◆ What you should do
List every line of the items that contains the string "blue".

START Data supplied

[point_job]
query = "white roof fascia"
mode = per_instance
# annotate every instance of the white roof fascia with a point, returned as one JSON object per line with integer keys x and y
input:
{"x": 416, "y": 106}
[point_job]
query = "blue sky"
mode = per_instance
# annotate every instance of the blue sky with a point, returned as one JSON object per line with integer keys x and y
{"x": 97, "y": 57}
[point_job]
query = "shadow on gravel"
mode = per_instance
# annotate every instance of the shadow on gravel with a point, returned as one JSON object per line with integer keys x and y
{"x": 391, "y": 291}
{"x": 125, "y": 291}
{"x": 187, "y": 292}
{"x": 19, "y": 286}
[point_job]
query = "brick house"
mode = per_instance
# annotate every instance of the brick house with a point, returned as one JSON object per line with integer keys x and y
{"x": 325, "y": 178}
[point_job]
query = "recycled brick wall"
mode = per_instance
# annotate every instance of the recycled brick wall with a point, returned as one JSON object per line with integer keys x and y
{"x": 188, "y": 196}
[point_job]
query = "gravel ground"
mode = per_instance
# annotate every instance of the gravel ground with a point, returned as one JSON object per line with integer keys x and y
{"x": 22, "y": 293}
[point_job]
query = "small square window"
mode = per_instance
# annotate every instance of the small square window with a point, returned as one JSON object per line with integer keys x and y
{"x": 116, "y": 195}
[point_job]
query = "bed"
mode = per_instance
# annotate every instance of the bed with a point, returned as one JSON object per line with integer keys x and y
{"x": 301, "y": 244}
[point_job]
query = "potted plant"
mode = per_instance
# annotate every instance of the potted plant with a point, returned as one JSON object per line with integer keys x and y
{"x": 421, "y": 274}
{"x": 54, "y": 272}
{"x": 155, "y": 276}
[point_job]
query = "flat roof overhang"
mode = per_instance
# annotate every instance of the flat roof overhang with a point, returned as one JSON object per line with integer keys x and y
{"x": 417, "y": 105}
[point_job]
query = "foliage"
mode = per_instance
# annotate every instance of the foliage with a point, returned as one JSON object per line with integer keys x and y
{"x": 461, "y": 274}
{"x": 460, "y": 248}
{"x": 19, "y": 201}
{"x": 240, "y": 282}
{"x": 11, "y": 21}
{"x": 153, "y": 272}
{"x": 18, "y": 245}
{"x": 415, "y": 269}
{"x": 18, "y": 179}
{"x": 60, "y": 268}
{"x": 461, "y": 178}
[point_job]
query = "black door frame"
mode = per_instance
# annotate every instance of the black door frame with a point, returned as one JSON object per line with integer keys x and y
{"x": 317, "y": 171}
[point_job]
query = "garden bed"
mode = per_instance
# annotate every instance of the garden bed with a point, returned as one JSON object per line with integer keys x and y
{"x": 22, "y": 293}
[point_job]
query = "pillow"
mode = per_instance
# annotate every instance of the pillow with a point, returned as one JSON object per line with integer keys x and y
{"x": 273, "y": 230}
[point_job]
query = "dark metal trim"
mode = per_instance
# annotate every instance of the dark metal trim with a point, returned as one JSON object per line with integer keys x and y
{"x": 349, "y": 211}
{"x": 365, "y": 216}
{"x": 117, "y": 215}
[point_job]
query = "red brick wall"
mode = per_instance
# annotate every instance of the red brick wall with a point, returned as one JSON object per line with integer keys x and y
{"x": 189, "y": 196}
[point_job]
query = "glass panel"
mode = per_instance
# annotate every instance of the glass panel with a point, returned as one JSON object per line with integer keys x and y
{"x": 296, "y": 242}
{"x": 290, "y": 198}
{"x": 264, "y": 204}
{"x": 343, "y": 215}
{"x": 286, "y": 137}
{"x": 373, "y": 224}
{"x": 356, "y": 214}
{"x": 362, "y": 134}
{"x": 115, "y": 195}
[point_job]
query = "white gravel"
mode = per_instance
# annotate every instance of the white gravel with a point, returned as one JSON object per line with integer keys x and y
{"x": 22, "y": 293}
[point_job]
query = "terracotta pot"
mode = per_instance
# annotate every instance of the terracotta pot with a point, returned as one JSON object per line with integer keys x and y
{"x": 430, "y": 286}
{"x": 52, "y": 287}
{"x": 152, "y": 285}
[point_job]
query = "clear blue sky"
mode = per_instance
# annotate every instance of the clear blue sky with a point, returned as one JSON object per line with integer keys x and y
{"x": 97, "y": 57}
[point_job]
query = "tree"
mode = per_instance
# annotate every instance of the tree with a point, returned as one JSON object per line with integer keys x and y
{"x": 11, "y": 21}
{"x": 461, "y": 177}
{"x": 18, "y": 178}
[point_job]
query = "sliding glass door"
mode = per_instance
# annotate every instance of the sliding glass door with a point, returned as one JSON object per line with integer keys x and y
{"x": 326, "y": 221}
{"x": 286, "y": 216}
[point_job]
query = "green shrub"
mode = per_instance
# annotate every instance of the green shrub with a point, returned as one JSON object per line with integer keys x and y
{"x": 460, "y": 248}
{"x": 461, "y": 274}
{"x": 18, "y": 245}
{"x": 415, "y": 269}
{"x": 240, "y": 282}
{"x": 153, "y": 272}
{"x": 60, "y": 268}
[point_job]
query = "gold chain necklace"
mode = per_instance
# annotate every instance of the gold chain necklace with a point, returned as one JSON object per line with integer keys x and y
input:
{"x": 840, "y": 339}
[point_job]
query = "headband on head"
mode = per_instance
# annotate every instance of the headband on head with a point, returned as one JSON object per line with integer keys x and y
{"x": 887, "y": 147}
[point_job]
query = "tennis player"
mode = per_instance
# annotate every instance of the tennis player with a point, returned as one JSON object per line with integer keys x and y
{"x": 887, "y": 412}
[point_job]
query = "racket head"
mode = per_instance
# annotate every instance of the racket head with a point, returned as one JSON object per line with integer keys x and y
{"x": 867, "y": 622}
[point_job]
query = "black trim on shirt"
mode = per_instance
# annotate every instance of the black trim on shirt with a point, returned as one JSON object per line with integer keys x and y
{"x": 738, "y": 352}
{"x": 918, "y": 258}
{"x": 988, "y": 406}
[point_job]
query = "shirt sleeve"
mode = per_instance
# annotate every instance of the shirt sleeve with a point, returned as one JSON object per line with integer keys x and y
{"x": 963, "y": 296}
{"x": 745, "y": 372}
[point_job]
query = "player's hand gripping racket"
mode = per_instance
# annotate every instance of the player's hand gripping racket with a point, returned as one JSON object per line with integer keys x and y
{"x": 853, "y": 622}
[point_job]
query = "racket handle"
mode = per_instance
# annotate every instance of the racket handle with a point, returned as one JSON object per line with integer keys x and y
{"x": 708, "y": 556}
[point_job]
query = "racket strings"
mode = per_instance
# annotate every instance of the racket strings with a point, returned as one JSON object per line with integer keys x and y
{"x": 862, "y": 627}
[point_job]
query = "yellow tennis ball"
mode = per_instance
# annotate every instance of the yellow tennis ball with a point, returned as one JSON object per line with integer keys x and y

END Data supplied

◆ Output for this task
query = "blue sky"
# annotate every instance of the blue sky with a point, returned as one JSON object per line with integer keys x and y
query = "clear blue sky"
# annotate every instance of the clear blue sky with a point, returned as one JSON object per line with integer keys x and y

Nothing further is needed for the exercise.